**Record set**.
Start

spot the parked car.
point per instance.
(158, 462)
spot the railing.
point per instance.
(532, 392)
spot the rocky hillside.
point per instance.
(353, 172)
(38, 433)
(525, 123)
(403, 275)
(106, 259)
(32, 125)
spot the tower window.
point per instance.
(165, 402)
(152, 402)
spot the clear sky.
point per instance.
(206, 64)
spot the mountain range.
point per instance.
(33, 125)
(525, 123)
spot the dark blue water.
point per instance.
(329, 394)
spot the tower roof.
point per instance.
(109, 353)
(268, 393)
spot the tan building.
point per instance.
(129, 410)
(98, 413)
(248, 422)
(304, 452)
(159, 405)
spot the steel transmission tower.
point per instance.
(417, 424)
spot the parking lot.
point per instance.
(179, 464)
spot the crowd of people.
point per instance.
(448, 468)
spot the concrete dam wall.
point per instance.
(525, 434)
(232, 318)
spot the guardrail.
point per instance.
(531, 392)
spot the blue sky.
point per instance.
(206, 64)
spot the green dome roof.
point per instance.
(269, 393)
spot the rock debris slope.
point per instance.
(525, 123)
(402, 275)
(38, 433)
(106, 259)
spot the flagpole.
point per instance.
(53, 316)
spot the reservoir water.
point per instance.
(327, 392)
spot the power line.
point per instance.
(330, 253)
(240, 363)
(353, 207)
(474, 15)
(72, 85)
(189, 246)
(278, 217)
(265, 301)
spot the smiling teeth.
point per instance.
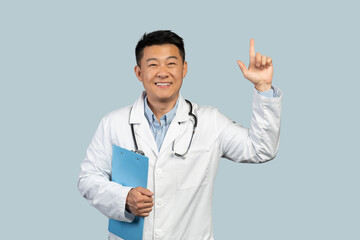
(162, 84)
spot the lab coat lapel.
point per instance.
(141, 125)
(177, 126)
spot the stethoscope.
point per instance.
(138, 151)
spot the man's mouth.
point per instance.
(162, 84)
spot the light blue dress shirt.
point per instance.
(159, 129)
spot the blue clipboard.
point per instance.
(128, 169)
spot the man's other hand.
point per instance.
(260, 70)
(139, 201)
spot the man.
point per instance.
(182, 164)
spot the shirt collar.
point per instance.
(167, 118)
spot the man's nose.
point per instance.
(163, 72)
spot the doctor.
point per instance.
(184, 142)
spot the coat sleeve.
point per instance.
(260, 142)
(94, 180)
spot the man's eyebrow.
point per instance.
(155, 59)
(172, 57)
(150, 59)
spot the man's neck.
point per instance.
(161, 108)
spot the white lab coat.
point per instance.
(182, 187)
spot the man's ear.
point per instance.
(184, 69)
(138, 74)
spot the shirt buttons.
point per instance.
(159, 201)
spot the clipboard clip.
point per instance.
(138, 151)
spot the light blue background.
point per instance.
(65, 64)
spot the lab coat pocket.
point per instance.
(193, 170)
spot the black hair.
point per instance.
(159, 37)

End
Start

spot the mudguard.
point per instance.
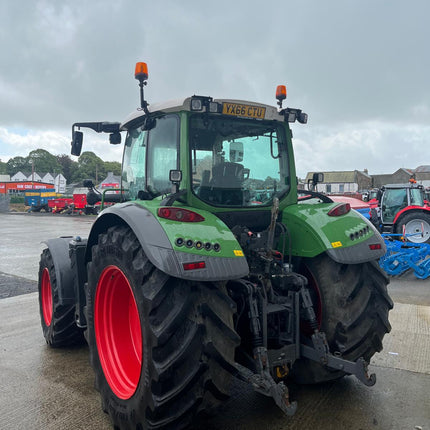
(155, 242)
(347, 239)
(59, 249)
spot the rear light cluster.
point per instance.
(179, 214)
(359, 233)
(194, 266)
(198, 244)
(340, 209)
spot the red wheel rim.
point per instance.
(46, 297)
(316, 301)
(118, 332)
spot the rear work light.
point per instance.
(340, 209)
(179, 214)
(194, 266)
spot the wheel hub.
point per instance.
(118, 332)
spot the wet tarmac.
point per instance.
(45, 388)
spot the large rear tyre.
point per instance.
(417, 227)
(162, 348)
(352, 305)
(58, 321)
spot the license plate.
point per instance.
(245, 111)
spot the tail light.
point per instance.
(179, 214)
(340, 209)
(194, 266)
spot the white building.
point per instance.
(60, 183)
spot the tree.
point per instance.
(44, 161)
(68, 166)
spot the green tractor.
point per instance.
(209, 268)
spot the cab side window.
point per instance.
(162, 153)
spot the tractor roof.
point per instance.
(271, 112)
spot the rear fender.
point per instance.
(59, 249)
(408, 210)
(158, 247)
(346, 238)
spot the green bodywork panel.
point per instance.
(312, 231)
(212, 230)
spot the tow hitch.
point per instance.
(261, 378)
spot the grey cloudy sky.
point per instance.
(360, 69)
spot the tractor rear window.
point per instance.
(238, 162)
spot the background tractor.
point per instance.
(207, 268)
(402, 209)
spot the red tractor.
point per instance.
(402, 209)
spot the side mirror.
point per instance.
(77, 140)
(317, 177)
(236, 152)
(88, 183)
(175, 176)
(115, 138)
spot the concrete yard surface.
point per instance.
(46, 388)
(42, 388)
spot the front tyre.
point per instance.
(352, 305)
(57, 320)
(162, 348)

End

**Work to complete**.
Count the rows above that contain the string "background", matching case exactly, and reply with only the number.

**Output of the exercise**.
2